** Data in this exercise follows **
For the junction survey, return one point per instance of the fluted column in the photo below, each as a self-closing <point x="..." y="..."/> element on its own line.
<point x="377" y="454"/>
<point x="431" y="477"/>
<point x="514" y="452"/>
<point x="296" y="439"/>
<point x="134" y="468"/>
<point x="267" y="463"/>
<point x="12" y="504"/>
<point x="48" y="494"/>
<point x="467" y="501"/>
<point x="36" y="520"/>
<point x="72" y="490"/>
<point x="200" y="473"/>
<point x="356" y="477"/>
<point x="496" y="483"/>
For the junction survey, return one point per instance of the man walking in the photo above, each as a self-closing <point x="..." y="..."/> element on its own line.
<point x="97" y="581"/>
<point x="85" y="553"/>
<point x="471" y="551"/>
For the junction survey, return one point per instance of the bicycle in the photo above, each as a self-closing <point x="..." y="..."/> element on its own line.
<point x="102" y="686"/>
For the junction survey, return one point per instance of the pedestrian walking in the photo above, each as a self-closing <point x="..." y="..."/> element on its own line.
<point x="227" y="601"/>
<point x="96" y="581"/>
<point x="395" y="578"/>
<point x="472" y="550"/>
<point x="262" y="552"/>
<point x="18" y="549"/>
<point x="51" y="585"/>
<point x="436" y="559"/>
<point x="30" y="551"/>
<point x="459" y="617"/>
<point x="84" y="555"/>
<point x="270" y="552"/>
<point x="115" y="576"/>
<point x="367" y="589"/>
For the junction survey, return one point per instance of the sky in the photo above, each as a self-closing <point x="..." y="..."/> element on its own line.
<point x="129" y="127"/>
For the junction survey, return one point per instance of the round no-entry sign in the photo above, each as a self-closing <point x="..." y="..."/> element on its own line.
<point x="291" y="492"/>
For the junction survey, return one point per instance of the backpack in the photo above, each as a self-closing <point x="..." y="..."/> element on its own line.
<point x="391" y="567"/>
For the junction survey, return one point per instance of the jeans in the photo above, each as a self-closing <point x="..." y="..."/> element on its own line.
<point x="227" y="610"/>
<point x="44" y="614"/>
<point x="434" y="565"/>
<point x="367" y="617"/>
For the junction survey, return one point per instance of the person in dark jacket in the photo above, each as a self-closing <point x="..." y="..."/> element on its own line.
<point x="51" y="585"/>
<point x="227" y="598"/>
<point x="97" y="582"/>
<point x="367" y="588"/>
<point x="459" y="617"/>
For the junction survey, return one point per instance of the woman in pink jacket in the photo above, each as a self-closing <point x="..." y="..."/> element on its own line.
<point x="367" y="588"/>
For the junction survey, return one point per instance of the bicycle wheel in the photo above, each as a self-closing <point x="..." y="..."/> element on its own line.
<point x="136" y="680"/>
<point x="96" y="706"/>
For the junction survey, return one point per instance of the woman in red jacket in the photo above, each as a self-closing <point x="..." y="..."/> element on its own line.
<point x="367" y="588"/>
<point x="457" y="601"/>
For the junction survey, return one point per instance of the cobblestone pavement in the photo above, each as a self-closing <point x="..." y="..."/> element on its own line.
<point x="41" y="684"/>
** End of Data in this exercise **
The answer must be an exact copy of the lines from the one containing "the bicycle wheel" through the last line of the records, both included.

Solution for this task
For the junction survey, return one point per instance of the bicycle wheel in the photo above, each as a self-closing <point x="..." y="..."/> element on its own line.
<point x="136" y="680"/>
<point x="96" y="706"/>
For the junction survey, return one point per instance of the woman in red jacket in the photo above, each as a self-closing <point x="..." y="..."/> element on its own line.
<point x="367" y="588"/>
<point x="457" y="601"/>
For the junction survey, return one point per instance of the cobblestone pavement in the photo above, each as a self-closing <point x="..." y="..."/> element on its own line.
<point x="41" y="684"/>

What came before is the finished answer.